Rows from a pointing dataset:
* * * * *
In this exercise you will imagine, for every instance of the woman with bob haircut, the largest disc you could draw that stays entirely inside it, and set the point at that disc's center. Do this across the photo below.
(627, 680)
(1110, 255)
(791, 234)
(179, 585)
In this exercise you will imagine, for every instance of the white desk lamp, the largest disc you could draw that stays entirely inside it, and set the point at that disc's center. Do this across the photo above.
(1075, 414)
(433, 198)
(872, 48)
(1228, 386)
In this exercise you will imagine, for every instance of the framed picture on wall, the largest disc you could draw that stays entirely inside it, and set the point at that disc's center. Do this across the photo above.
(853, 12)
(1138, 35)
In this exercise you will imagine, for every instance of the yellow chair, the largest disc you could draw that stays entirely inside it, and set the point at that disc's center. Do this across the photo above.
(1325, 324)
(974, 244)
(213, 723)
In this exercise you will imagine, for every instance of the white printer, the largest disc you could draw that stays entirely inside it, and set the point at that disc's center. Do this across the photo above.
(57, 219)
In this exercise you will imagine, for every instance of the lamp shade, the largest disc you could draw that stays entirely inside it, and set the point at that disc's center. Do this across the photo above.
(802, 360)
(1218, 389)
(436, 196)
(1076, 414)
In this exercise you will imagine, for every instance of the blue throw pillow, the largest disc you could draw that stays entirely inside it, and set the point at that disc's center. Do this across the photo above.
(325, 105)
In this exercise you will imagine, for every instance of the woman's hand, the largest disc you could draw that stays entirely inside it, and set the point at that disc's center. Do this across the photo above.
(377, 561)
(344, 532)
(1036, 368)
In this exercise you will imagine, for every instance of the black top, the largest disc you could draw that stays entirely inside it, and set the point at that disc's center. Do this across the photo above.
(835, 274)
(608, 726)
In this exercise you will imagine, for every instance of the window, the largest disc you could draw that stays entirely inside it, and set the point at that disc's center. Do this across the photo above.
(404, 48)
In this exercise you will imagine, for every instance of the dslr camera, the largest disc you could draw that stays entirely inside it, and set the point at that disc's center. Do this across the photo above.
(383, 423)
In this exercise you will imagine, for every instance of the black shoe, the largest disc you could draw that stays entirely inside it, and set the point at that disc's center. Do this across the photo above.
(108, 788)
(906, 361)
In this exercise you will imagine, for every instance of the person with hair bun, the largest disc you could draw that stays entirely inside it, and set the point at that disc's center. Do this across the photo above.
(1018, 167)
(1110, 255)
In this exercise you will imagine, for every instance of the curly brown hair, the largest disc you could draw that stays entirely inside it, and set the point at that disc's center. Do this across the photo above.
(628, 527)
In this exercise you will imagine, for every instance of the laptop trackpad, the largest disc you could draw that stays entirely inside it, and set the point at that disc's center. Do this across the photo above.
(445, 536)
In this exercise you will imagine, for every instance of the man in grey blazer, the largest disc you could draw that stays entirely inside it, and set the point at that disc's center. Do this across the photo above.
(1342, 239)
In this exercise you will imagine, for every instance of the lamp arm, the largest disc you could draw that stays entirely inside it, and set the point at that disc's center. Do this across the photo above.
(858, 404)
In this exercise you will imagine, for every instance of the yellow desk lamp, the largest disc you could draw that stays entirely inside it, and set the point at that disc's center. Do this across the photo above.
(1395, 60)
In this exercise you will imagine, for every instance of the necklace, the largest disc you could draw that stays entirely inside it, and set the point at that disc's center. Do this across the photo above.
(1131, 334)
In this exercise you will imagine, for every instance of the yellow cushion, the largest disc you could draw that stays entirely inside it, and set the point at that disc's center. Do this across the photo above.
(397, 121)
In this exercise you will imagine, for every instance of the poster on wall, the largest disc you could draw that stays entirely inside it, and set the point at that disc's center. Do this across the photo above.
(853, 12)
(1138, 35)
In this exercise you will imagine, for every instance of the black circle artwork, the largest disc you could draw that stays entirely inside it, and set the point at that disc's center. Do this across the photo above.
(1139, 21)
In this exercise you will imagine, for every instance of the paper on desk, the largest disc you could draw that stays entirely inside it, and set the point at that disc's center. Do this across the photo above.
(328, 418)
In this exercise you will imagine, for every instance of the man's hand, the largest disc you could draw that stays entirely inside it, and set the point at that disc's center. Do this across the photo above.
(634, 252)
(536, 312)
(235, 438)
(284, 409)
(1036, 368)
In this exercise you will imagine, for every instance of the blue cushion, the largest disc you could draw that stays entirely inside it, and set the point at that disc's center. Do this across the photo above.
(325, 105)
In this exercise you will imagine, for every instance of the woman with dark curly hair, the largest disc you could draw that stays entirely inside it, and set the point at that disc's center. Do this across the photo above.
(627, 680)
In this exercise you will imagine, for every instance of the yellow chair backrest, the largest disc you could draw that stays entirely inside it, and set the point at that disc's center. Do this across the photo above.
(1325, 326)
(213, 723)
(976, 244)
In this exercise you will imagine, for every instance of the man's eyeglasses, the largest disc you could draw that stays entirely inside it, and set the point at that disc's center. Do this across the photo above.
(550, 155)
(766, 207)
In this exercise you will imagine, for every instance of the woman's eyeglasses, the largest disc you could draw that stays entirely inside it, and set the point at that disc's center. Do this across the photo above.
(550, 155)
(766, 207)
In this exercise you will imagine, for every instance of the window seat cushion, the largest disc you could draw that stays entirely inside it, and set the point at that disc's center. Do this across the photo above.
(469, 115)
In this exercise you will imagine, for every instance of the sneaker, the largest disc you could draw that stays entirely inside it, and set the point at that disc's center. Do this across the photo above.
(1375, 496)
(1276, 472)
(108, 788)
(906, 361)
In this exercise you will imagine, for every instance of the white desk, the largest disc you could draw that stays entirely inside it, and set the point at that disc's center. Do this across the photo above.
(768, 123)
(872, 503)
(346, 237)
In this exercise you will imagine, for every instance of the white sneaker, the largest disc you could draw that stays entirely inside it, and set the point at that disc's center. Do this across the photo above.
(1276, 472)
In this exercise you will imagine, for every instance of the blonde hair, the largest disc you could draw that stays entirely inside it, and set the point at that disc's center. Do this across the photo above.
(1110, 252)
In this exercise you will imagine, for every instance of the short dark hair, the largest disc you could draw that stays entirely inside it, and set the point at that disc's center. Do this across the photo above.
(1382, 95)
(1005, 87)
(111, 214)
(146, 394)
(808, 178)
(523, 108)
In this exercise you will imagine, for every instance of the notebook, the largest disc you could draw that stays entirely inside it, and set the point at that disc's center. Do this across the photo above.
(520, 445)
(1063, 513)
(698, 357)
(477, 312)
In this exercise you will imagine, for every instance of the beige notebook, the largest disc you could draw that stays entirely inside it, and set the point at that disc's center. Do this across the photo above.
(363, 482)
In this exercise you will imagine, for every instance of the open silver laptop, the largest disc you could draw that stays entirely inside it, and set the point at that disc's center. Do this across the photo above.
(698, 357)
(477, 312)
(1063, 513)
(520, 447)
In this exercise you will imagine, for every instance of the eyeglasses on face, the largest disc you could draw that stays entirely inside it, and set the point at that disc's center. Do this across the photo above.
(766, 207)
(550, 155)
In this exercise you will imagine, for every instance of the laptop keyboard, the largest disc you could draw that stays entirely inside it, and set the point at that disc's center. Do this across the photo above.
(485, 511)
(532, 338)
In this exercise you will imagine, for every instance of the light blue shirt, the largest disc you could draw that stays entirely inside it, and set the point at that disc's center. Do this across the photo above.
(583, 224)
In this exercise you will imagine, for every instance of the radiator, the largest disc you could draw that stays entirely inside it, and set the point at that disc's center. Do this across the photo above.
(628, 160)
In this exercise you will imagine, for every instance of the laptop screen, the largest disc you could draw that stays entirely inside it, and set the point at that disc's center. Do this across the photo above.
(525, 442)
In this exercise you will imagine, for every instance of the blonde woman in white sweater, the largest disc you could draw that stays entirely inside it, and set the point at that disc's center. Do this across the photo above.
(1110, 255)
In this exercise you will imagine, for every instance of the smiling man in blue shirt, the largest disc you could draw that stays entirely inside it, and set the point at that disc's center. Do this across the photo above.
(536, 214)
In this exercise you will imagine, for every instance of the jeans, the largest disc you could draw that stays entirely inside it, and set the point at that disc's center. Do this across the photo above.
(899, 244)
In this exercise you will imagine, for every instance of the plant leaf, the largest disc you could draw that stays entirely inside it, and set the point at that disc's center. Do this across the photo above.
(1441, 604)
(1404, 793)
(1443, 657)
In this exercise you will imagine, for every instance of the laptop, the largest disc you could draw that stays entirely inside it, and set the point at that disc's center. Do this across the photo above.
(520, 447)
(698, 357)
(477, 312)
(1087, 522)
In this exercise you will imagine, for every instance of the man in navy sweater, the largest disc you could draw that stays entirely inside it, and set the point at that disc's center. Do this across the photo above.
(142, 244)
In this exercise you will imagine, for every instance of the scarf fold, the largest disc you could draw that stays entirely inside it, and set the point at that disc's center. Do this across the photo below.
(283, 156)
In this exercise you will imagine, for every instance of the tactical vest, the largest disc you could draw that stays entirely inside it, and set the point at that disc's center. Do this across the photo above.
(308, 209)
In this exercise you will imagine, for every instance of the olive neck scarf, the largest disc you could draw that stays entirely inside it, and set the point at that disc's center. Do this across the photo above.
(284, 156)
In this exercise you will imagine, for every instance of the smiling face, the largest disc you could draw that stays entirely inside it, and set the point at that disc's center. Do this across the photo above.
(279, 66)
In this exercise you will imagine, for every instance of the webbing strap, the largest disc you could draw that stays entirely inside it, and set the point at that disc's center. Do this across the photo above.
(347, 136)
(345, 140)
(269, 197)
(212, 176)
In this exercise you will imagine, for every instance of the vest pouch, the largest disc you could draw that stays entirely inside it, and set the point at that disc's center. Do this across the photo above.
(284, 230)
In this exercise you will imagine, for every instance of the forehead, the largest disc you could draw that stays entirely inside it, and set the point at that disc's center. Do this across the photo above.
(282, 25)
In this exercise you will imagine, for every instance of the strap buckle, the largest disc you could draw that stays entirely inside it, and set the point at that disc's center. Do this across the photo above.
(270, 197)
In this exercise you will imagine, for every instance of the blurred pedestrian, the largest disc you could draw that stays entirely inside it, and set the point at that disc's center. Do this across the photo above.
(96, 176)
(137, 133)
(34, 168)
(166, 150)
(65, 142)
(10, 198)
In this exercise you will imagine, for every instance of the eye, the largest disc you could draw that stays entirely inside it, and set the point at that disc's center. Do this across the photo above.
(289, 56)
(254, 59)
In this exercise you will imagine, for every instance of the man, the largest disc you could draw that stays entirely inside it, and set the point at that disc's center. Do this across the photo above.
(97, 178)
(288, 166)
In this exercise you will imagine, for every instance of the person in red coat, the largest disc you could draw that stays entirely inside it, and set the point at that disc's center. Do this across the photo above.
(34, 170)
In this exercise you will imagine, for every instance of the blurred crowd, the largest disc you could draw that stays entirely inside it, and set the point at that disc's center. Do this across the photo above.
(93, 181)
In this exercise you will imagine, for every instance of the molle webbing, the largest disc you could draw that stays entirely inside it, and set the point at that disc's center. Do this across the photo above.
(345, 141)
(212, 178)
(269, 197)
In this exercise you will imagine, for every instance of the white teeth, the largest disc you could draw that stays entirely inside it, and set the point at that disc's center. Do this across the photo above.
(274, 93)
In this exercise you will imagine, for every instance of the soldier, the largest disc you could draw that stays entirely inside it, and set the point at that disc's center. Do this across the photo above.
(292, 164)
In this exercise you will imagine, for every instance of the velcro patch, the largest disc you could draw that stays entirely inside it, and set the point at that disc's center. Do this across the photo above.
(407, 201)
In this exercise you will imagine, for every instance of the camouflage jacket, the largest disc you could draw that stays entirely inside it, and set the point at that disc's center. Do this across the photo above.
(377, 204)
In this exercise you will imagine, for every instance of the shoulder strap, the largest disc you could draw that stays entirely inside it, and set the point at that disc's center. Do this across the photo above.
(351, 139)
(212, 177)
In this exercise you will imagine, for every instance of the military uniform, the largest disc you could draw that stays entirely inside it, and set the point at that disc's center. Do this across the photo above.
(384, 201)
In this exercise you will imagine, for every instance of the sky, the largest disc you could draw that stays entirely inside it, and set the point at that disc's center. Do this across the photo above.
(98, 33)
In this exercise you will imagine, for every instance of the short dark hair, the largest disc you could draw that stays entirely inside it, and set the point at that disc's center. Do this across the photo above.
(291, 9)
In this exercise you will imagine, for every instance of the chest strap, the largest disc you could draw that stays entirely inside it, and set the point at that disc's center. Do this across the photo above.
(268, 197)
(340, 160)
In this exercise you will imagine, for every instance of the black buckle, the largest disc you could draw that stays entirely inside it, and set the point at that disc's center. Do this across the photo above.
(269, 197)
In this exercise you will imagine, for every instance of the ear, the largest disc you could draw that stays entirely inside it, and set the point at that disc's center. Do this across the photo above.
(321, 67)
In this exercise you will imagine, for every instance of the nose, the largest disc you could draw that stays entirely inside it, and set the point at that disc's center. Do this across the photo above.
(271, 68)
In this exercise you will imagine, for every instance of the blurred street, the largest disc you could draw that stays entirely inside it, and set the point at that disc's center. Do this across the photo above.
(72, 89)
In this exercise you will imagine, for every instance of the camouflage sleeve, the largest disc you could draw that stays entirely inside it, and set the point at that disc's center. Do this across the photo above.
* * * * *
◆ TO BE DONE ◆
Reproduce only the lines between the line containing "of the chest" and the last line of the records, those two lines included, exactly.

◆ SOLUTION TO THE PROBLEM ◆
In this exercise you will imagine, for every instance of the chest strap, the largest disc you could draw that stays entirely inside it, and set the point at that disc's center. Do this across the photo above.
(268, 197)
(340, 160)
In this exercise you will imagine, for every instance of the black buckle, the largest disc you could draw that stays entirely inside it, and set the point at that disc's center. Do this across the photo above.
(269, 197)
In this exercise you will imagine, for every instance of the ear, the largest disc you could draw that stays entirely inside it, and set the point at that disc's center. Do this across the photo above.
(321, 67)
In this exercise you will imagine, for every instance of the nose, the largest disc you could draw that stays entirely inside it, and set the point at that disc's center. Do this across the photo above.
(271, 68)
In this exercise you will imagine, for every instance of the blurred street, the largest disc you could draw that stays entirely inside it, and set the point at that disc's center. Do this across the photo above.
(72, 89)
In this exercise you will imagine, for every instance of the camouflage sleeve, the largest disc you could draw that stays entirely inside it, and set the point at that disc's center. Do this across the photo above.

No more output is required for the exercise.